* **What the task asks**
Locate the line that contains "Front: indicate one pin on every instance of the coastline" in the entries below, then repeat it and every following line through the line that contains "Front: indicate one pin on every instance of the rough", exactly, and no others.

* **Records shown**

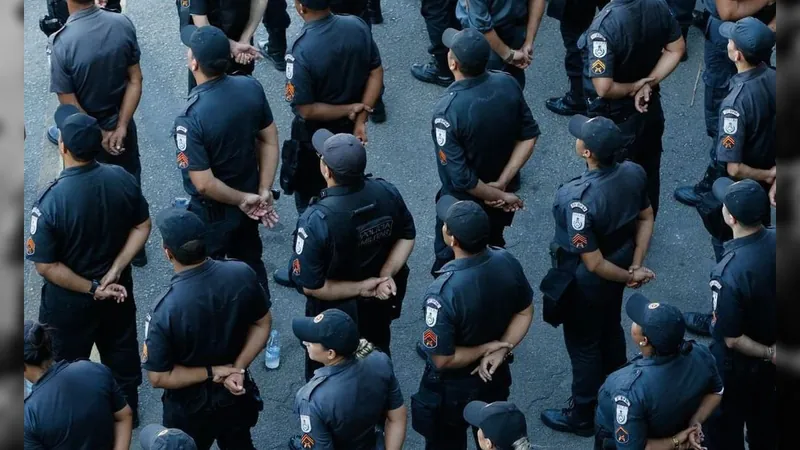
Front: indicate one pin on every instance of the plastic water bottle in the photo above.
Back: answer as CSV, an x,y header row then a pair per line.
x,y
272,357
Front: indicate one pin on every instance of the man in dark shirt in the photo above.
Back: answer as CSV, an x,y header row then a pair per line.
x,y
202,335
86,228
483,133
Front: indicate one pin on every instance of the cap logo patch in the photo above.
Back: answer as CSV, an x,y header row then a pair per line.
x,y
579,241
429,339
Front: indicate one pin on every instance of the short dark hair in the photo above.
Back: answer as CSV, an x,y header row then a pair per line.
x,y
192,252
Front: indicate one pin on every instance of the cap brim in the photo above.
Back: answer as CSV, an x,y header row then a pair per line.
x,y
636,307
576,125
449,37
473,413
720,188
63,112
186,34
319,138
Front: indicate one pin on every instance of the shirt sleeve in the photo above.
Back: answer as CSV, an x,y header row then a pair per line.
x,y
579,228
439,336
731,141
191,154
310,260
42,244
600,62
451,156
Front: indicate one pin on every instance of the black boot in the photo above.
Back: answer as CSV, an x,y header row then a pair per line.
x,y
575,419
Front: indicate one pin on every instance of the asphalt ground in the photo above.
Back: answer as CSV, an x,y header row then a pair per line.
x,y
401,151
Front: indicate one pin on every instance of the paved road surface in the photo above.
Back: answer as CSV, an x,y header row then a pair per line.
x,y
400,150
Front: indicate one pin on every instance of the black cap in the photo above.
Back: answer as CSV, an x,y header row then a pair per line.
x,y
465,219
332,328
745,200
343,152
81,133
501,422
179,226
470,47
600,134
750,35
662,324
157,437
210,46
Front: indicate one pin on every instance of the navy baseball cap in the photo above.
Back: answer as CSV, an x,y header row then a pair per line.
x,y
465,219
501,422
662,324
343,152
179,226
210,46
752,36
745,200
332,328
157,437
80,132
469,46
600,134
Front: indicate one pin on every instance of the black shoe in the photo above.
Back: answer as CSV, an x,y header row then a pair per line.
x,y
281,276
566,105
378,114
430,73
575,419
698,323
688,195
52,134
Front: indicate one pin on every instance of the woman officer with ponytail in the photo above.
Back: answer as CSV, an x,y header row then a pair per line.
x,y
660,399
73,405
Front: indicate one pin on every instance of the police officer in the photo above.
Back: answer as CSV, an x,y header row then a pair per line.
x,y
333,79
630,48
717,77
348,397
574,18
228,161
510,29
238,20
202,335
469,335
665,394
483,134
73,404
604,222
744,329
747,131
85,229
501,425
352,245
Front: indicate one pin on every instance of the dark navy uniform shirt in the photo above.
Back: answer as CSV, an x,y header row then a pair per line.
x,y
743,293
217,130
341,405
72,408
473,300
476,124
90,57
747,119
83,220
599,209
330,62
654,398
203,319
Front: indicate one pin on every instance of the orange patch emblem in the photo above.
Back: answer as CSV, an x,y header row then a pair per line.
x,y
728,142
307,441
183,160
289,92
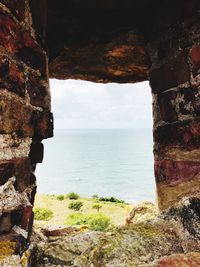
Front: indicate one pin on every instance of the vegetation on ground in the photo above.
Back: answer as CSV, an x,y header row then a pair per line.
x,y
60,197
72,195
97,207
95,222
115,211
43,214
75,205
111,199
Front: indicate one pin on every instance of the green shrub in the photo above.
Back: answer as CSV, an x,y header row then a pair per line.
x,y
60,197
75,205
111,199
72,195
95,196
42,214
97,207
99,222
95,222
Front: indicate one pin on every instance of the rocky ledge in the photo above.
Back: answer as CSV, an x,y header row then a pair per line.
x,y
170,239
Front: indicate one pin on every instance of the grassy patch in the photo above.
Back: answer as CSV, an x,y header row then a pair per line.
x,y
43,214
72,195
75,205
95,222
60,197
116,211
111,199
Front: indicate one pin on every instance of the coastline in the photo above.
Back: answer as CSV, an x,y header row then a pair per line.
x,y
115,211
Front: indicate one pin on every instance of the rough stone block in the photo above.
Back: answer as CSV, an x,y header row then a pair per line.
x,y
195,56
12,76
179,104
175,71
22,172
38,91
175,172
36,153
6,171
43,122
27,217
17,8
20,43
15,116
5,223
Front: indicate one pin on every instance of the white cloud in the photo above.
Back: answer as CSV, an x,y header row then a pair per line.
x,y
80,104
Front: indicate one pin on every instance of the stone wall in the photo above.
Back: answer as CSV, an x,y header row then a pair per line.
x,y
81,45
175,80
25,120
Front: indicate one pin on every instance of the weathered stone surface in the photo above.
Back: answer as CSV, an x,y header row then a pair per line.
x,y
43,125
174,172
124,59
12,76
38,91
143,243
36,152
181,134
169,74
20,43
177,104
17,7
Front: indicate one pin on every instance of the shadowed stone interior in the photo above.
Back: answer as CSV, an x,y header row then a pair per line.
x,y
103,41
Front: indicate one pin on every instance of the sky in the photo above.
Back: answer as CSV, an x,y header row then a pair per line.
x,y
81,104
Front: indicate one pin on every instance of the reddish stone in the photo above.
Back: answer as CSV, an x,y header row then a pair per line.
x,y
175,172
195,56
37,91
12,76
43,122
5,223
183,134
27,217
166,106
174,103
6,171
36,153
15,117
171,74
22,172
20,43
17,7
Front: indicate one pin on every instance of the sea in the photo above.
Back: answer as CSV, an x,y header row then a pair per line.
x,y
106,162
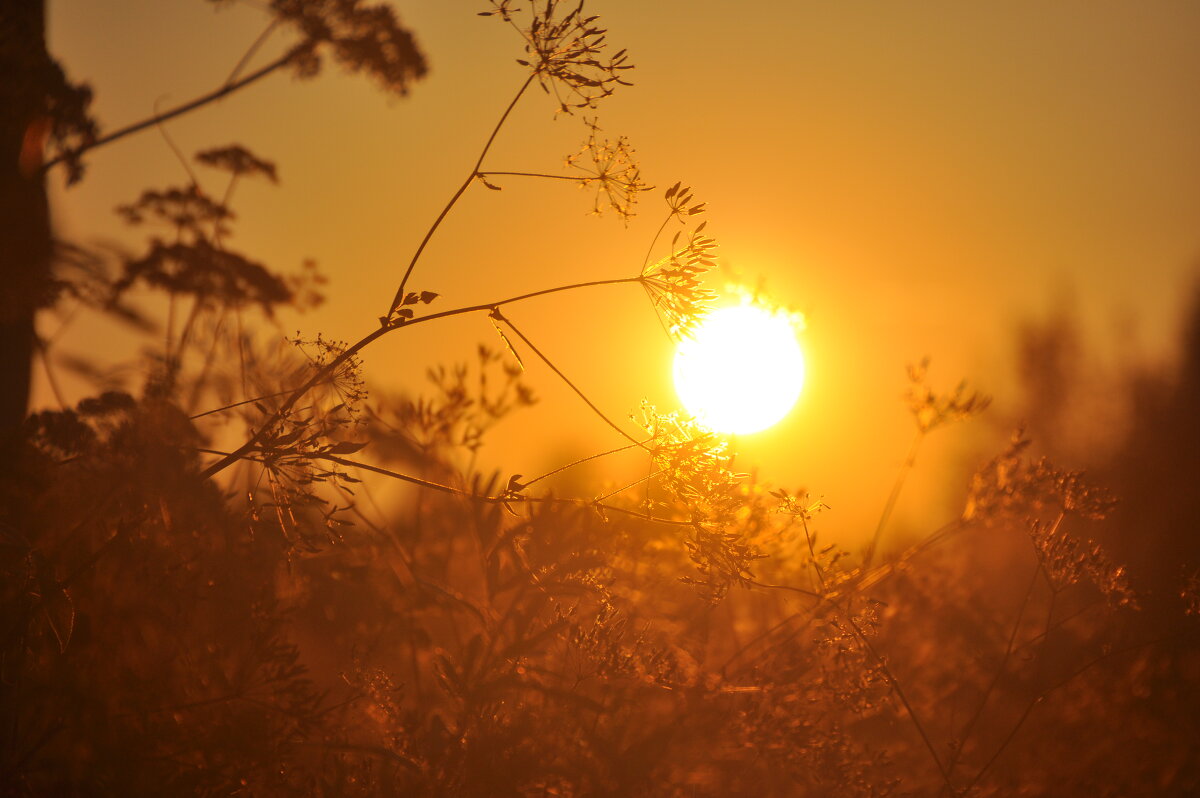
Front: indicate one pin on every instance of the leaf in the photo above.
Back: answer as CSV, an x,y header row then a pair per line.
x,y
507,342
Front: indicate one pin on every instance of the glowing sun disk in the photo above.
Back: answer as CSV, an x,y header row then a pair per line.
x,y
742,371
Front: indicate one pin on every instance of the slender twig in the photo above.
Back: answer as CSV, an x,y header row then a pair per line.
x,y
625,487
649,250
904,699
253,48
1042,696
229,407
454,199
336,363
43,352
178,111
784,587
889,507
565,379
467,495
583,460
969,729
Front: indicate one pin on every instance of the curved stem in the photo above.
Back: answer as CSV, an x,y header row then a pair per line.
x,y
891,505
323,373
569,383
649,250
471,179
531,174
581,461
467,495
178,111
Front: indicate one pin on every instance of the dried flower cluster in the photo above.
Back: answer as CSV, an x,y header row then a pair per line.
x,y
564,47
675,283
610,167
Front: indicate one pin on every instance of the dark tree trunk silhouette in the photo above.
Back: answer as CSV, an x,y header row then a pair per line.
x,y
24,213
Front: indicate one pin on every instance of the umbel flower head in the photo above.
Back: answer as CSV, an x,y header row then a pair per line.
x,y
673,285
609,166
564,48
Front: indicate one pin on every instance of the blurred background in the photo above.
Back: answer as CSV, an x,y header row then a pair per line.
x,y
1008,189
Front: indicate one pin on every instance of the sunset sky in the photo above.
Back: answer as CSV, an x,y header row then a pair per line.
x,y
916,178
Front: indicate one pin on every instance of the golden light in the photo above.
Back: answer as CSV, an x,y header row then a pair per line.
x,y
742,371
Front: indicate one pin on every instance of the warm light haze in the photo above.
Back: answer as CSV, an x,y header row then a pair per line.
x,y
742,371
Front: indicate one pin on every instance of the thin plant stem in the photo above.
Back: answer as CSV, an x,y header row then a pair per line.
x,y
894,496
904,699
467,495
634,484
649,250
583,460
43,352
534,174
569,383
251,51
333,365
179,111
969,729
454,199
229,407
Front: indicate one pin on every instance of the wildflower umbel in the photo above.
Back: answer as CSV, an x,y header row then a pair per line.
x,y
610,167
564,51
931,411
673,283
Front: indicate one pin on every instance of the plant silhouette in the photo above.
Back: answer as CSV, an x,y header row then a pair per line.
x,y
187,617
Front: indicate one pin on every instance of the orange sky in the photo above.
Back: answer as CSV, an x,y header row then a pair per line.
x,y
915,177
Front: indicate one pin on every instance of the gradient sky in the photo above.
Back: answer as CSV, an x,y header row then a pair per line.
x,y
915,177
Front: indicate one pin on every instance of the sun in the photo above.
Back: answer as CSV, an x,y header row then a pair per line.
x,y
742,371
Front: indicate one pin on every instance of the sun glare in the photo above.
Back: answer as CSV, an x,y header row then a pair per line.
x,y
742,371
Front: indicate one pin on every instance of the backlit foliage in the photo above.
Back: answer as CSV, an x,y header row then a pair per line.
x,y
208,587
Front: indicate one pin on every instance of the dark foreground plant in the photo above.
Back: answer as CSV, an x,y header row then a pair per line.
x,y
187,618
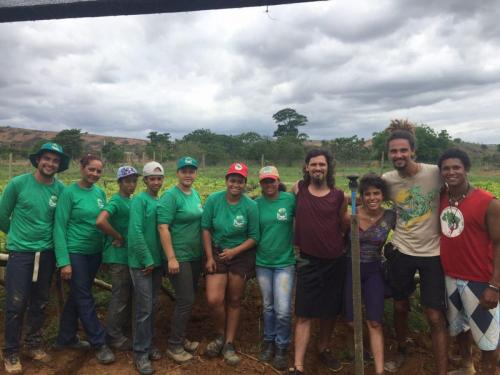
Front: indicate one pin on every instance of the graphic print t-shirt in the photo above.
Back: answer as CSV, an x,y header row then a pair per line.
x,y
416,200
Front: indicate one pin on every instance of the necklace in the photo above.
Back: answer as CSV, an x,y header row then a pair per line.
x,y
455,200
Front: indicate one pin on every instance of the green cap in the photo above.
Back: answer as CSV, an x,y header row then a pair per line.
x,y
56,149
187,161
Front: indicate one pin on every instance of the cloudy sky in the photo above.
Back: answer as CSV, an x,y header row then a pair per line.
x,y
349,66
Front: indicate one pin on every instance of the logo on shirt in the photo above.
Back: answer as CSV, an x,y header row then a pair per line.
x,y
100,203
282,215
239,221
414,206
53,201
452,222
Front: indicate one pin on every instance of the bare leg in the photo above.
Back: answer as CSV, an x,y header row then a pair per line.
x,y
215,291
326,327
235,289
464,341
488,362
439,338
302,335
377,344
401,310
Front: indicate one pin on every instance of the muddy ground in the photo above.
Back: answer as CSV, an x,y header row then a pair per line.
x,y
200,328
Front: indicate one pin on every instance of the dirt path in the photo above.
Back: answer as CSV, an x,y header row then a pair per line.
x,y
200,328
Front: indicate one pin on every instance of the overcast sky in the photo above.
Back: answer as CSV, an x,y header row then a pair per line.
x,y
349,66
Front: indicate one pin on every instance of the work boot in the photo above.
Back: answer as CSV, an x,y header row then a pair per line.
x,y
125,345
394,365
38,354
191,346
229,354
179,355
267,352
12,364
214,347
104,355
77,345
280,361
155,354
330,361
143,364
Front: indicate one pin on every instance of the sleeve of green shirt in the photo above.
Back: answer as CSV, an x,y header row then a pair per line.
x,y
7,204
166,209
136,240
253,222
63,213
206,218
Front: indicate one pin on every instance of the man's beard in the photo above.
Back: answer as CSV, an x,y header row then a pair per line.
x,y
317,181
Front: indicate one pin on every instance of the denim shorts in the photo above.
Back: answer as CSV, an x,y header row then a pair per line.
x,y
242,264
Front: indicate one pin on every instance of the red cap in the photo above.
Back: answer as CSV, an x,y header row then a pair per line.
x,y
238,168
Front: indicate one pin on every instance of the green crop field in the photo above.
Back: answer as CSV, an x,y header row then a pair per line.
x,y
211,179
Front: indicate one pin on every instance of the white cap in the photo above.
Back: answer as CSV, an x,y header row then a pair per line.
x,y
153,168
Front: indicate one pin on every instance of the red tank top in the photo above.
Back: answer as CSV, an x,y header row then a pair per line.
x,y
318,223
466,248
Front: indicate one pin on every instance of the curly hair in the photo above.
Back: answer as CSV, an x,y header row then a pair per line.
x,y
373,180
401,129
330,179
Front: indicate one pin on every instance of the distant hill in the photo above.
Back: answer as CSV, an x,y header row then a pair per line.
x,y
25,138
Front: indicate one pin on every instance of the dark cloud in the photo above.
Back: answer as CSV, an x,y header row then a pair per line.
x,y
349,67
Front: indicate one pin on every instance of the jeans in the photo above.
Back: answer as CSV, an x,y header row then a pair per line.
x,y
185,284
146,289
23,294
119,308
80,303
276,286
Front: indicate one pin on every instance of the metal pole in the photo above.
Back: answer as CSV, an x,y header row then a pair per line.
x,y
356,281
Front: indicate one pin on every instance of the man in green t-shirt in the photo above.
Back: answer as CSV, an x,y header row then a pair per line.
x,y
113,221
27,209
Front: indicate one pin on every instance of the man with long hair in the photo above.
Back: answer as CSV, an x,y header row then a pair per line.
x,y
320,210
414,189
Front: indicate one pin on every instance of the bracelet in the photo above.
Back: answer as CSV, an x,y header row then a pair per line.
x,y
494,287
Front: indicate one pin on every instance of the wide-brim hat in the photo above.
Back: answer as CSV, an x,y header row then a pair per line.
x,y
187,161
56,149
269,171
238,168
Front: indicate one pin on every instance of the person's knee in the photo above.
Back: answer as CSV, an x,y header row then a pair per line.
x,y
401,306
17,302
435,318
234,301
373,324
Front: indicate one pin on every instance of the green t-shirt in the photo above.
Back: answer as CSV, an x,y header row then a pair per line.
x,y
182,212
27,210
75,231
230,224
144,248
118,208
276,231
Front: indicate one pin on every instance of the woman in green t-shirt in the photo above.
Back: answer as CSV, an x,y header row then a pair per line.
x,y
145,260
113,221
275,266
230,225
179,225
78,248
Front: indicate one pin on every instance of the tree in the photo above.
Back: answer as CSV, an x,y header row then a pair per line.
x,y
113,153
71,141
289,121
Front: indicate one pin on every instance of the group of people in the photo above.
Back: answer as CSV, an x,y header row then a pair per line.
x,y
439,225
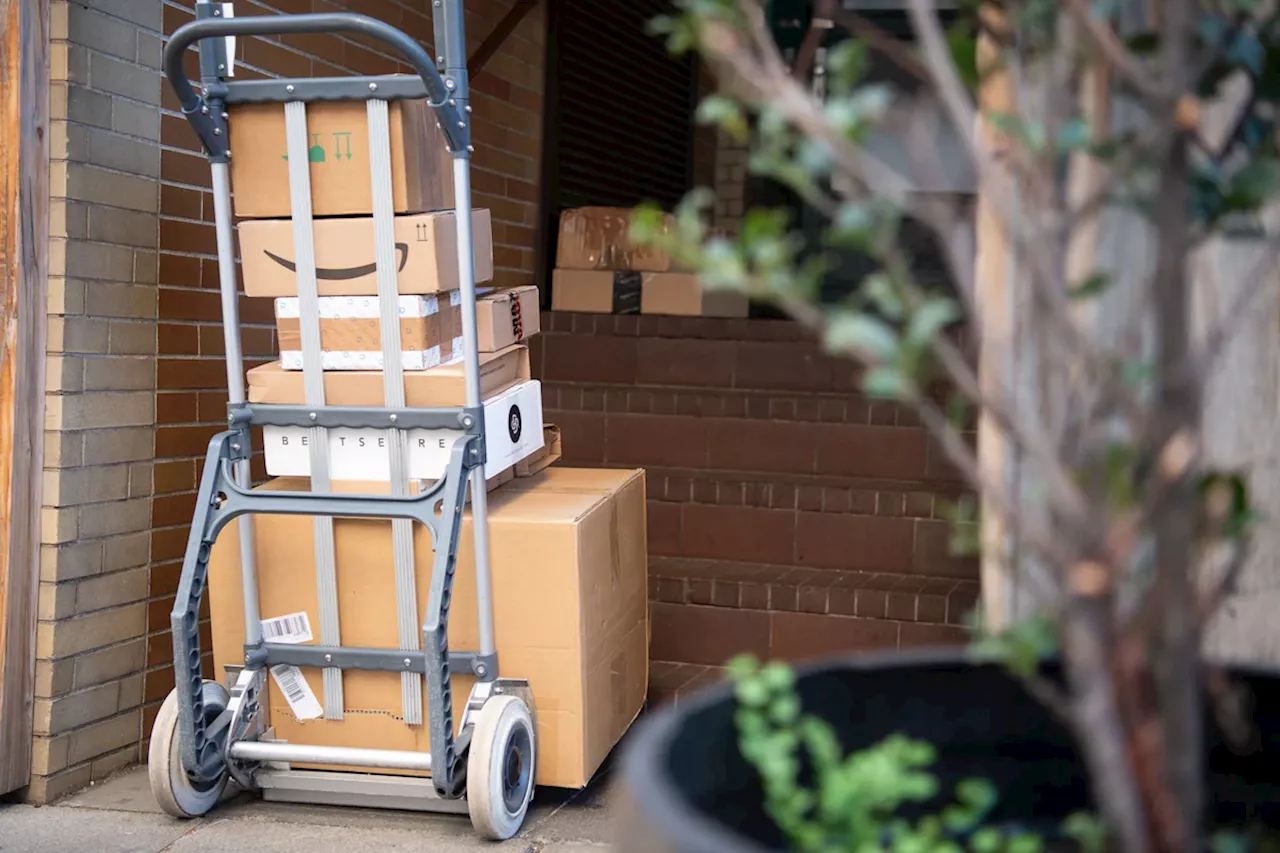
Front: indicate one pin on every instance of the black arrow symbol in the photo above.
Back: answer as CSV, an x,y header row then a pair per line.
x,y
343,274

* **Solution for this exercise**
Front: indicate one pin on every instance of the coastline in the photo above.
Back: answer as CSV, an x,y header row then a pair per line.
x,y
115,211
Front: indicate one pin on every instance of the rough stone block in the photo above.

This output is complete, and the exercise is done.